Text —
--- Start ---

SECURITY AGREEMENT

EX-10.51 5 a03-5520_1ex10d51.htm EX-10.51

Exhibit 10.51

 

SECURITY AGREEMENT

 

This Security Agreement (the “Security Agreement”), is dated effective as of the 14th day of November 2003 (the “Effective Date”), and is by and between Schlotzsky’s Franchisor, LLC, a Delaware limited liability company (the “Debtor”), and John C. Wooley and Jeffrey J. Wooley (collectively, the “Secured Party”).

 

Section I.               CREATION OF SECURITY INTEREST

 

The Debtor hereby grants to the Secured Party a security interest in the Collateral described in Section II of this Security Agreement to secure performance and payment of the obligations and indebtedness of the Debtor to the Secured Party described in Section III of this Security Agreement (collectively, the “Indebtedness”).

 

Section II.              COLLATERAL

 

In order to secure the payment when due of any and all Indebtedness, the Debtor hereby pledges to the Secured Party and grants to the Secured Party a security interest in and to the following properties (collectively, the “Collateral”):  all of the Debtor’s accounts, contract rights and general intangibles (including without limitation payment intangibles), and all proceeds thereof, whether cash, deposit accounts, investment securities, general or payment intangibles, or otherwise; provided, however, that there is expressly excluded from the Collateral hereunder that property which has previously been pledged to area developers under area developer agreements and any amounts designated as advertising contributions under franchise agreements.

 

Section III.             PAYMENT OBLIGATIONS OF THE DEBTOR

 

1.             The Debtor shall pay to the Secured Party any sum or sums due or which may become due pursuant to that certain Promissory Note dated of even date herewith in the original principal sum or $2,500,000.00, executed by the Debtor and payable to the order of the Secured Party, including any renewals, extensions or rearrangements thereof (the “Note”), in accordance with the terms of such Note and the terms of this Security Agreement as well as all other indebtedness now due and owing the said Secured Party hereunder or under any other document executed in connection with or as security for the Note.

--- End ---

Dataset content —
--- Start ---

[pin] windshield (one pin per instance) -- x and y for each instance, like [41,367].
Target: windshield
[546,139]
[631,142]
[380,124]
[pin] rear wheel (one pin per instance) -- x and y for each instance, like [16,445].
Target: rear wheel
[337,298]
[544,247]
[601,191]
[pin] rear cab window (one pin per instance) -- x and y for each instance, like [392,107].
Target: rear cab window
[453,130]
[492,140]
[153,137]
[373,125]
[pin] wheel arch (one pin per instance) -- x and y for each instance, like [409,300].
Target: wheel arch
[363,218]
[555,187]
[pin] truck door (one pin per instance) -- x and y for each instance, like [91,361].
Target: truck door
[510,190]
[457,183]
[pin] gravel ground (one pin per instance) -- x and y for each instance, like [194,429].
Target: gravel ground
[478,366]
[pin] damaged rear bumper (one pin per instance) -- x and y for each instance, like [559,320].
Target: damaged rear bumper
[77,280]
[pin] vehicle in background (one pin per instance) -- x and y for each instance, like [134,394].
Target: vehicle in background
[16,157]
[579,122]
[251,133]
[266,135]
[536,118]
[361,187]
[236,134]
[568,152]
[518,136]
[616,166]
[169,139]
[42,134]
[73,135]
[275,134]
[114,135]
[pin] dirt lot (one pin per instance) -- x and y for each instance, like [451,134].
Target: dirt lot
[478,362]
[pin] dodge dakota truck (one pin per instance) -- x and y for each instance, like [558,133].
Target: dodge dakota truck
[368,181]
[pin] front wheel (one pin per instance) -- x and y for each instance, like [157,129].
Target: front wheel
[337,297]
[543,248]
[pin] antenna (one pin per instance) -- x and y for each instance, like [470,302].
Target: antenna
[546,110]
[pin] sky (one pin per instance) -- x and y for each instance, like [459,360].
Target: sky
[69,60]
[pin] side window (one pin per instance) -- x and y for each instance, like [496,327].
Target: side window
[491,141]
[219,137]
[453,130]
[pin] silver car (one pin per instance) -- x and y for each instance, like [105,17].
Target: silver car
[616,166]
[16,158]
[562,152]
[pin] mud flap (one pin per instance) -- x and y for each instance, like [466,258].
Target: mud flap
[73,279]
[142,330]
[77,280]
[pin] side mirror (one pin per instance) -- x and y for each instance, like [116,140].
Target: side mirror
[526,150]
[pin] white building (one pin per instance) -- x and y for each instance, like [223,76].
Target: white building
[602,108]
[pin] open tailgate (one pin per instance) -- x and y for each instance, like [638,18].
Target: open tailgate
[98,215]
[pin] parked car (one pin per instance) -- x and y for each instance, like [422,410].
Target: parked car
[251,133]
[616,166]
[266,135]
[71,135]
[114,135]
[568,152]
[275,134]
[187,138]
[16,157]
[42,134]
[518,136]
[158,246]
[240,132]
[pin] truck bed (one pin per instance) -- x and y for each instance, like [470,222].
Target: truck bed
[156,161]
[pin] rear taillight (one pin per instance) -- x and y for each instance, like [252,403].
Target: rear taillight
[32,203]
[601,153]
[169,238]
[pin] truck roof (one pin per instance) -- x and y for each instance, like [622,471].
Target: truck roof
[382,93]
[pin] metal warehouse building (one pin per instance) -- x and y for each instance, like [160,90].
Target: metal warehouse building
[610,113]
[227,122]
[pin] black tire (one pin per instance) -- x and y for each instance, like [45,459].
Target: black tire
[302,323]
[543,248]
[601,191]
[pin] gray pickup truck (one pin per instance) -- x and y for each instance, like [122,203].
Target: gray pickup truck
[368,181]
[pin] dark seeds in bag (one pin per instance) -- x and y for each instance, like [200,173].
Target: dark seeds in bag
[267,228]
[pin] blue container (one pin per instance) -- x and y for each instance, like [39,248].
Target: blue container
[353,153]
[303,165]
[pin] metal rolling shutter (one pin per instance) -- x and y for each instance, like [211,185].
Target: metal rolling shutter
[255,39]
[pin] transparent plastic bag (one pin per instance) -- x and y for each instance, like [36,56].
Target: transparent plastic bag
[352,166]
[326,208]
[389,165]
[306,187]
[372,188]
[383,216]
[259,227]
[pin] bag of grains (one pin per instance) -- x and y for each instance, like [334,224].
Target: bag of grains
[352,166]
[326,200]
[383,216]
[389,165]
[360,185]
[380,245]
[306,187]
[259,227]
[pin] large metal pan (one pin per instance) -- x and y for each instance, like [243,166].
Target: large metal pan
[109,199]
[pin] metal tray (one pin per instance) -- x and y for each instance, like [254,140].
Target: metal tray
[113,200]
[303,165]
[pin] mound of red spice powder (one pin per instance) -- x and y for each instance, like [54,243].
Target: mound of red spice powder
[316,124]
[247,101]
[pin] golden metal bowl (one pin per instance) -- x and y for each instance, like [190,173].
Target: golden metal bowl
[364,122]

--- End ---

Actions to take —
1. Using the security agreement, decide whether each statement agrees with it: (a) The agreement is dated effective November 14, 2003. (b) The Debtor is a Texas limited liability company. (c) Amounts designated as advertising contributions under franchise agreements are part of the Collateral. For each, answer yes or no and quote the words of the text that decide it.
2. Answer these questions from the security agreement:
(a) Who together make up the Secured Party?
(b) Which kinds of the Debtor's property are named as Collateral?
(c) Who executed the Note, and to whose order is it payable?

Responses to the tasks —
1.
(a) Yes: "dated effective as of the 14th day of November 2003"
(b) No: "a Delaware limited liability company"
(c) No: "there is expressly excluded from the Collateral hereunder that property which has previously been pledged to area developers under area developer agreements and any amounts designated as advertising contributions under franchise agreements"

2.
(a) John C. Wooley and Jeffrey J. Wooley
(b) All of the Debtor's accounts, contract rights and general intangibles (including payment intangibles), and all proceeds of them
(c) The Debtor executed it, and it is payable to the order of the Secured Party.